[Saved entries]
═══
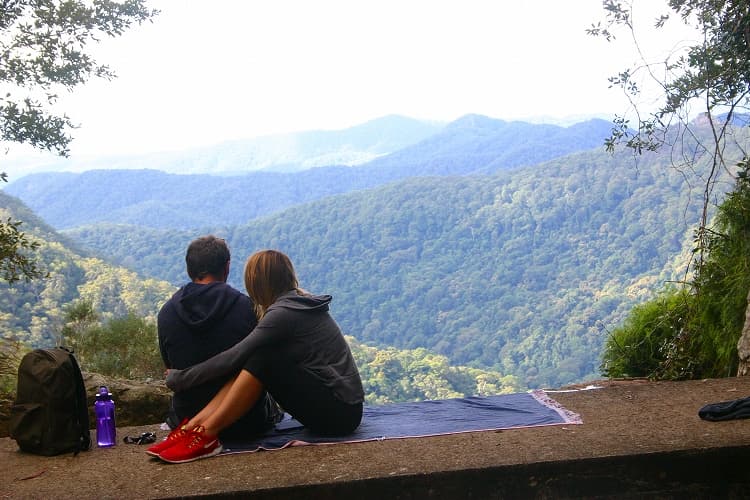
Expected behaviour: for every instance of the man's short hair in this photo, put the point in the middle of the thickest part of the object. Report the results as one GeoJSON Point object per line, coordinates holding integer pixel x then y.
{"type": "Point", "coordinates": [206, 255]}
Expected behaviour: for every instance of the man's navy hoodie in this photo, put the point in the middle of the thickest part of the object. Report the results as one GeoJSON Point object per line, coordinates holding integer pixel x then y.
{"type": "Point", "coordinates": [198, 322]}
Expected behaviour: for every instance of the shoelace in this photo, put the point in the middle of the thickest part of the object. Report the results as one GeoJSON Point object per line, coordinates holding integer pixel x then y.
{"type": "Point", "coordinates": [198, 434]}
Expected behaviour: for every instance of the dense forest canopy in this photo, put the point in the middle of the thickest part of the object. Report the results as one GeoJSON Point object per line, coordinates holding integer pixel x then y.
{"type": "Point", "coordinates": [523, 272]}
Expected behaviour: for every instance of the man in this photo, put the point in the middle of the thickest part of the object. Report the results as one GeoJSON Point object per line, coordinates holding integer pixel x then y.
{"type": "Point", "coordinates": [203, 318]}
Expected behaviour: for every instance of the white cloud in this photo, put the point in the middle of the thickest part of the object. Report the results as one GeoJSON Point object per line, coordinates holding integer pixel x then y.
{"type": "Point", "coordinates": [204, 72]}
═══
#### [About this exercise]
All records, pictures excluded: copy them exactly.

#### [Expected output]
Expected behaviour: for every instance of the man's short hair in this photo, put the point in the middle of the thickest part of the object. Report the results as one GeoJSON Point object per line, coordinates holding integer pixel x then y.
{"type": "Point", "coordinates": [206, 255]}
Expected behaviour: for every instance of the man's navy hoodie in this photo, put the point in the middle of the thickest part of the object. Report the results as one GeoJSON Point object per line, coordinates holding integer pixel x then y.
{"type": "Point", "coordinates": [198, 322]}
Expected behaviour: for every instance of the shoelace in this photo, put the point in the middle of the thickest part of the object. Report the results as one GeoJSON Point object per line, coordinates holding integer pixel x then y.
{"type": "Point", "coordinates": [198, 434]}
Expected behaviour: for every instance of the dense forest canopy in this photo, put the point in the middle of the thickest part of the object. Report the results as one GeoJSON Point object per line, coordinates holding integer pixel x then y.
{"type": "Point", "coordinates": [523, 272]}
Expected behaviour: for every instance of the man in this photo, put the point in the middle of the thickest part of the object. Report the results as one GeoJSON Point object per line, coordinates holding integer pixel x then y.
{"type": "Point", "coordinates": [203, 318]}
Expected behaviour: for every instance of the white cloud in this photo, put the point in the middle of the thickest part of the object. Report the results as one GeoJSON Point object per line, coordinates holding integer pixel x then y.
{"type": "Point", "coordinates": [204, 72]}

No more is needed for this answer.